_GOAL OF THE EXERCISE_: Render each line of the items below as one string in a JSON array, leaving out blank lines.

_EXERCISE MATERIAL_:
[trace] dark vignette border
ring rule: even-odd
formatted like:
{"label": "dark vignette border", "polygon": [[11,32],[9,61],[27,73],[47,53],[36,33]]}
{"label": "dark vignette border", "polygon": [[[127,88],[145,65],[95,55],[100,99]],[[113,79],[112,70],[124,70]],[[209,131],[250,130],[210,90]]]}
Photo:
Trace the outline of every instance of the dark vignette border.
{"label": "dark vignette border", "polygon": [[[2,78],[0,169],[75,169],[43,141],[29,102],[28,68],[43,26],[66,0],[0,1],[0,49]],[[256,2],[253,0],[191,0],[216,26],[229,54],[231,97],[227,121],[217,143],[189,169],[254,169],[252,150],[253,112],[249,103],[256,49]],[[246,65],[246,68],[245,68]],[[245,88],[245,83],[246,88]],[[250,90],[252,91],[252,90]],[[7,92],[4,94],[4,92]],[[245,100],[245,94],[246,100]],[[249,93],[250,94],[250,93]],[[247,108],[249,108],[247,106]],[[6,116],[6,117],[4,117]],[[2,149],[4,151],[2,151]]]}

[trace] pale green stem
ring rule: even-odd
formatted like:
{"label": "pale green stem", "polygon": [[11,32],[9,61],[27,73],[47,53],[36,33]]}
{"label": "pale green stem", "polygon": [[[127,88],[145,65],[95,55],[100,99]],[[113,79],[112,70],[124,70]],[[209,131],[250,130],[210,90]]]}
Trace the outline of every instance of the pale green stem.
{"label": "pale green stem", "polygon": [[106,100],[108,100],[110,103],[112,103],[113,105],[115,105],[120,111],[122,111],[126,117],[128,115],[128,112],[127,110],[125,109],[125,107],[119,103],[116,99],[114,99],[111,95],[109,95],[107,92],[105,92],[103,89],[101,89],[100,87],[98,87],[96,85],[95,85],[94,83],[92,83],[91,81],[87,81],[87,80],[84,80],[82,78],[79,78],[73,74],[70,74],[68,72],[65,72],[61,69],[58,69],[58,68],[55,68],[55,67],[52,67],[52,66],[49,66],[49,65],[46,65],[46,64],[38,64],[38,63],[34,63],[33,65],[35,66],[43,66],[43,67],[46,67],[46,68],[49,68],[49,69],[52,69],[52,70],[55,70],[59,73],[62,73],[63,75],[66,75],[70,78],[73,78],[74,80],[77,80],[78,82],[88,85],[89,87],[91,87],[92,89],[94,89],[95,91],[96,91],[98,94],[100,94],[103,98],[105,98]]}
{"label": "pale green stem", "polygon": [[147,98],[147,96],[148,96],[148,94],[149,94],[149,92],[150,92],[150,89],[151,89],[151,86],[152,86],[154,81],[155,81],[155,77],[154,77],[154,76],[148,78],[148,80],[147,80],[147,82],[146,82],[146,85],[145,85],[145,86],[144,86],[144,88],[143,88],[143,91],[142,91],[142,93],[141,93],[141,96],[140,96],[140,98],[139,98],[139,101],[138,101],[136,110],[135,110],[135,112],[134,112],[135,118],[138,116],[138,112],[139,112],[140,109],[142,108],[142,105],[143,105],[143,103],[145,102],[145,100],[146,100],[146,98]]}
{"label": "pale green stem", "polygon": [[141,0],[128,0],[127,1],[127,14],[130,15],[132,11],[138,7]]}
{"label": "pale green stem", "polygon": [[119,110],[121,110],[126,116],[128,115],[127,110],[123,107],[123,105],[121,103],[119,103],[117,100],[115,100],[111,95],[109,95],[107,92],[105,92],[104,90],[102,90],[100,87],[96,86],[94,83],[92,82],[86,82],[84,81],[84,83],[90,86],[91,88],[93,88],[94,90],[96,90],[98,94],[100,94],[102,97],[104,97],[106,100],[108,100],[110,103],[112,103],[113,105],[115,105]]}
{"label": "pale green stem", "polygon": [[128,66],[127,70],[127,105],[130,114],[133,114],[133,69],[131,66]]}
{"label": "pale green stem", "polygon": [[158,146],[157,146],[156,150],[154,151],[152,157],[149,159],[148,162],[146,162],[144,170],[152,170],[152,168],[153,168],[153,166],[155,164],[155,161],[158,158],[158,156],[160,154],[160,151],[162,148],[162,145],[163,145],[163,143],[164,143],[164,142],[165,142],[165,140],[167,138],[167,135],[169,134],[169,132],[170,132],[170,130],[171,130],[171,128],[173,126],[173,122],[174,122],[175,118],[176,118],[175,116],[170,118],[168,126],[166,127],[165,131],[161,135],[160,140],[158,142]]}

_EXERCISE SOLUTION_:
[
  "[trace] dark vignette border",
  "ring rule: even-odd",
  "formatted like:",
  "{\"label\": \"dark vignette border\", \"polygon\": [[11,32],[9,61],[27,73],[47,53],[36,33]]}",
  "{\"label\": \"dark vignette border\", \"polygon\": [[[127,88],[145,65],[95,55],[100,99]],[[113,79],[112,70],[124,70]],[[209,131],[250,130],[210,90]]]}",
  "Photo:",
  "Trace the outline of every instance of the dark vignette border.",
  "{\"label\": \"dark vignette border\", \"polygon\": [[[2,78],[0,169],[75,169],[43,141],[29,102],[28,68],[43,26],[66,0],[0,1],[0,49]],[[256,2],[253,0],[191,0],[216,26],[229,54],[231,97],[227,121],[217,143],[189,169],[254,169],[252,150],[253,112],[249,103],[256,49]],[[246,65],[246,68],[245,68]],[[245,88],[245,83],[246,88]],[[250,90],[252,91],[252,90]],[[7,92],[4,94],[4,92]],[[245,100],[245,94],[246,100]],[[249,93],[250,94],[250,93]],[[247,108],[249,108],[247,106]],[[6,116],[6,117],[4,117]],[[2,149],[4,151],[2,151]]]}",
  "[trace] pale green stem",
  "ring rule: even-odd",
  "formatted like:",
  "{\"label\": \"pale green stem\", \"polygon\": [[11,32],[9,61],[27,73],[47,53],[36,33]]}",
  "{\"label\": \"pale green stem\", \"polygon\": [[[127,88],[145,65],[95,55],[100,99]],[[113,79],[112,70],[124,70]],[[209,131],[250,130],[210,90]]]}",
  "Trace the outline of every instance of the pale green stem.",
  "{\"label\": \"pale green stem\", \"polygon\": [[106,100],[108,100],[110,103],[112,103],[113,105],[115,105],[120,111],[122,111],[126,117],[128,115],[128,112],[127,110],[125,109],[125,107],[119,103],[116,99],[114,99],[111,95],[109,95],[107,92],[105,92],[103,89],[101,89],[100,87],[98,87],[96,85],[95,85],[94,83],[92,83],[91,81],[87,81],[87,80],[84,80],[82,78],[79,78],[73,74],[70,74],[68,72],[65,72],[61,69],[58,69],[58,68],[55,68],[55,67],[52,67],[52,66],[49,66],[49,65],[46,65],[46,64],[38,64],[38,63],[34,63],[33,65],[35,66],[43,66],[43,67],[46,67],[46,68],[49,68],[49,69],[52,69],[52,70],[55,70],[59,73],[62,73],[63,75],[66,75],[70,78],[73,78],[74,80],[77,80],[78,82],[88,85],[89,87],[91,87],[92,89],[94,89],[95,91],[96,91],[98,94],[100,94],[103,98],[105,98]]}",
  "{\"label\": \"pale green stem\", \"polygon\": [[147,98],[147,96],[148,96],[148,94],[149,94],[149,92],[150,92],[150,89],[151,89],[151,86],[152,86],[154,81],[155,81],[155,77],[154,77],[154,76],[148,78],[148,80],[147,80],[147,82],[146,82],[146,85],[145,85],[145,86],[144,86],[144,88],[143,88],[143,91],[142,91],[142,93],[141,93],[141,96],[140,96],[140,98],[139,98],[139,101],[138,101],[136,110],[135,110],[135,112],[134,112],[135,118],[138,116],[138,112],[139,112],[140,109],[142,108],[142,105],[143,105],[143,103],[145,102],[145,100],[146,100],[146,98]]}",
  "{\"label\": \"pale green stem\", \"polygon\": [[141,0],[128,0],[127,1],[127,14],[130,15],[132,11],[138,7]]}",
  "{\"label\": \"pale green stem\", \"polygon\": [[119,110],[121,110],[126,116],[128,115],[127,110],[123,107],[123,105],[121,103],[119,103],[117,100],[115,100],[111,95],[109,95],[107,92],[105,92],[104,90],[102,90],[100,87],[96,86],[94,83],[92,82],[86,82],[84,81],[84,83],[90,86],[91,88],[93,88],[94,90],[96,90],[98,94],[100,94],[102,97],[104,97],[106,100],[108,100],[110,103],[112,103],[113,105],[115,105]]}",
  "{\"label\": \"pale green stem\", \"polygon\": [[128,66],[127,70],[127,105],[130,114],[133,114],[133,69],[131,66]]}",
  "{\"label\": \"pale green stem\", \"polygon\": [[158,146],[157,146],[156,150],[154,151],[152,157],[149,159],[148,162],[146,162],[144,170],[152,170],[152,168],[153,168],[153,166],[155,164],[155,161],[158,158],[158,156],[160,154],[160,151],[162,148],[162,145],[163,145],[163,143],[164,143],[164,142],[165,142],[165,140],[167,138],[167,135],[169,134],[169,132],[170,132],[170,130],[171,130],[171,128],[173,126],[173,122],[174,122],[175,118],[176,118],[175,116],[170,118],[168,126],[166,127],[165,131],[161,135],[160,140],[158,142]]}"
]